_Exercise_.
A faithful copy of all the data is the goal; omit the pictures.

○ ○ ○

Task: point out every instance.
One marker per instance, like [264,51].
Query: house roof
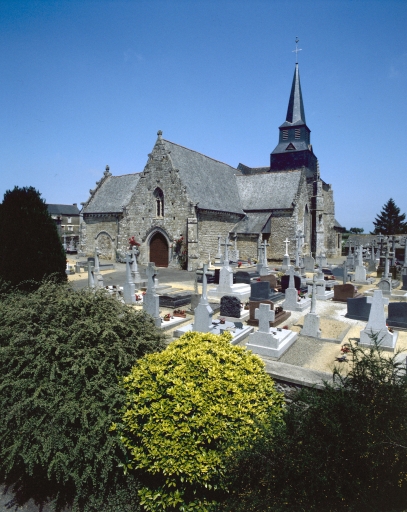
[210,183]
[114,193]
[253,222]
[269,191]
[62,209]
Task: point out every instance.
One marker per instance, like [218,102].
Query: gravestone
[397,315]
[376,325]
[271,342]
[203,312]
[358,309]
[309,263]
[385,285]
[245,277]
[129,288]
[343,292]
[230,306]
[151,299]
[291,302]
[280,314]
[286,257]
[312,320]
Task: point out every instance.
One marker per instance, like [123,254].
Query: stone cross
[226,244]
[314,294]
[97,266]
[345,272]
[264,315]
[151,272]
[204,298]
[377,318]
[264,246]
[219,254]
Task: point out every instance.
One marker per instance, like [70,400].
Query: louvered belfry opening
[159,250]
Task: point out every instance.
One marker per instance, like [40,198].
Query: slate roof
[62,209]
[210,183]
[113,193]
[269,191]
[253,222]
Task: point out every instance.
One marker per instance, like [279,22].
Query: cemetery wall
[101,230]
[247,246]
[211,224]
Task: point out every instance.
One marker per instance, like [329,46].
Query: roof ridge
[197,152]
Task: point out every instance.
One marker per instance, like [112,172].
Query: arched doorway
[159,250]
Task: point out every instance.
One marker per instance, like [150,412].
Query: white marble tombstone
[312,320]
[203,312]
[151,299]
[266,341]
[129,289]
[376,325]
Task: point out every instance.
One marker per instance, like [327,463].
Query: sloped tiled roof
[114,193]
[253,222]
[269,191]
[62,209]
[210,183]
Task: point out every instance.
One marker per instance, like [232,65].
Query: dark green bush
[61,353]
[340,449]
[30,246]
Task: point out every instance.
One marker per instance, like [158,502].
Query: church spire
[295,111]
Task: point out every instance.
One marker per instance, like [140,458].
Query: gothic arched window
[159,202]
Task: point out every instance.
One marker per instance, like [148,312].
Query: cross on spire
[296,49]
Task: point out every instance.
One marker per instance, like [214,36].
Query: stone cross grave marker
[264,315]
[227,245]
[129,288]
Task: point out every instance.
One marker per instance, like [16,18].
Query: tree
[341,449]
[30,247]
[390,221]
[356,231]
[188,408]
[61,353]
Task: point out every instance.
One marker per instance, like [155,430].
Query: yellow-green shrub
[188,408]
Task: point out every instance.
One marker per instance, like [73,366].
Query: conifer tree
[390,221]
[30,247]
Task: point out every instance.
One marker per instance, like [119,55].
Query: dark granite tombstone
[230,306]
[343,292]
[260,290]
[271,279]
[280,314]
[285,282]
[358,309]
[242,276]
[175,300]
[397,314]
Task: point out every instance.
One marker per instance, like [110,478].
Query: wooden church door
[159,250]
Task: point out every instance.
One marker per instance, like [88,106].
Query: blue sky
[88,83]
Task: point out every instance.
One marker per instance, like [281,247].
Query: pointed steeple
[295,111]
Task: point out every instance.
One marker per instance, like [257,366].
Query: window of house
[159,202]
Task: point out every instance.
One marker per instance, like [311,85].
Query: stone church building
[182,193]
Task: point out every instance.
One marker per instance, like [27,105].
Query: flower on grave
[132,242]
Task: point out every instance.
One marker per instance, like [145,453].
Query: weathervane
[296,49]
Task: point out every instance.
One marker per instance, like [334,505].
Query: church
[183,201]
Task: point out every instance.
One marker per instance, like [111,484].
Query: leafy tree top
[390,221]
[61,355]
[187,409]
[30,246]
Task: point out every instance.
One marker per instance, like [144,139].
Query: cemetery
[300,316]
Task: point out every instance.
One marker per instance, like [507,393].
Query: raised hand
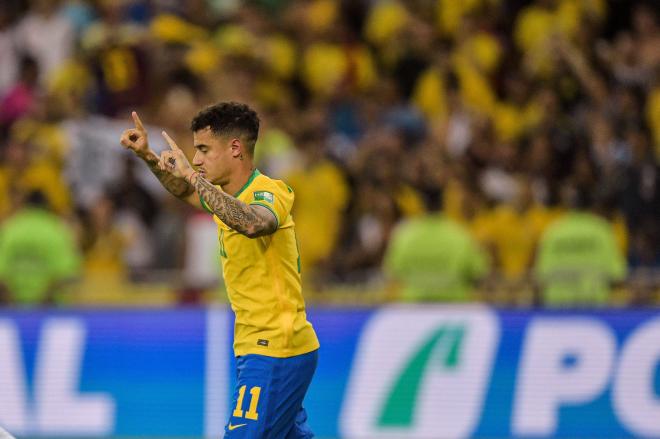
[135,139]
[174,161]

○ ○ ○

_Response to this task_.
Task: point out every instance.
One marker per instance, like [264,51].
Query: house roof
[210,183]
[114,193]
[253,222]
[269,191]
[62,209]
Task: point out every instance.
One marker per instance, like [218,102].
Query: gravestone
[397,315]
[376,325]
[271,342]
[203,312]
[358,309]
[309,263]
[385,285]
[245,277]
[129,288]
[343,292]
[230,306]
[151,299]
[291,302]
[280,314]
[286,257]
[312,320]
Task: point out every instance.
One marker per instance, like [123,254].
Query: stone cross
[226,244]
[314,294]
[97,266]
[345,272]
[264,315]
[151,272]
[204,298]
[377,318]
[264,246]
[219,254]
Task: point out every instance.
One marker per instance, like [70,400].
Query: louvered belfry opening
[159,250]
Task: point out every instance.
One marker per instance, like [40,198].
Query: slate roof
[62,209]
[210,183]
[113,193]
[269,191]
[253,222]
Task: point out every instance.
One marker per instance, like [279,22].
Query: cemetery wall
[101,230]
[247,246]
[211,224]
Task: point out every instance.
One marker per instance, like [329,46].
Query: roof ridge
[197,152]
Task: point out every instance.
One marker per instance, like [112,172].
Query: arched doorway
[159,250]
Task: point out every instance.
One marker per instance, like [150,412].
Query: white marble tombstone
[312,320]
[203,312]
[151,299]
[266,341]
[129,289]
[376,325]
Task: point out every instance.
One marker per instance, like [327,463].
Query: sloped tiled roof
[114,193]
[253,222]
[269,191]
[62,209]
[210,183]
Task: point out every instance.
One marker per instance, like [232,65].
Query: dark green bush
[61,353]
[340,449]
[30,246]
Task: point out every instance.
One marker per instance, like [158,502].
Query: church spire
[295,111]
Task: point out every instance.
One marker per instance, like [140,458].
Query: gothic arched window
[159,202]
Task: point out every instance.
One marker per instance, like [148,312].
Query: cross on spire
[296,49]
Task: point out every instance.
One marker per instance, like [214,36].
Query: stone cross grave marker
[264,315]
[227,245]
[129,288]
Task: point out every instance.
One marker per instance, like [16,18].
Query: tree
[341,449]
[30,247]
[390,221]
[356,231]
[188,408]
[61,353]
Task: point out every instance.
One marker per instance, like [155,430].
Query: yellow-green shrub
[188,408]
Task: point out every instance.
One marker per instance, like [73,366].
Query: conifer tree
[390,221]
[30,247]
Task: point out every instance.
One marker per instance, like [119,55].
Query: dark granite tombstone
[230,306]
[343,292]
[260,290]
[271,279]
[280,314]
[285,282]
[358,309]
[242,276]
[175,300]
[397,314]
Task: point out every instance.
One marker per instance, like [110,478].
Query: wooden church door
[159,250]
Task: point out every instance.
One marker per instance, like [88,106].
Query: blue sky
[88,83]
Task: point out every instance.
One marker per instance, like [281,247].
Query: pointed steeple
[295,111]
Task: point out every instance.
One marker per instance, like [257,366].
Query: window of house
[159,202]
Task: point out every instance.
One marker per instance, like [311,85].
Query: stone church building
[182,193]
Task: point out every instance.
One marker per instance, like [27,105].
Query: flower on grave
[132,242]
Task: point out every instance.
One marker per instance, like [145,453].
Query: weathervane
[296,49]
Task: point out every instance.
One marker per instance, like [334,505].
Query: church
[183,201]
Task: point out every instance.
One marker per instance, like [111,484].
Query: leafy tree top
[390,221]
[61,355]
[187,409]
[30,246]
Task: point out every instance.
One marker per instance, like [144,139].
Query: cemetery
[300,316]
Task: point out every instance.
One marker per instance, like [507,393].
Query: raised hand
[135,139]
[174,161]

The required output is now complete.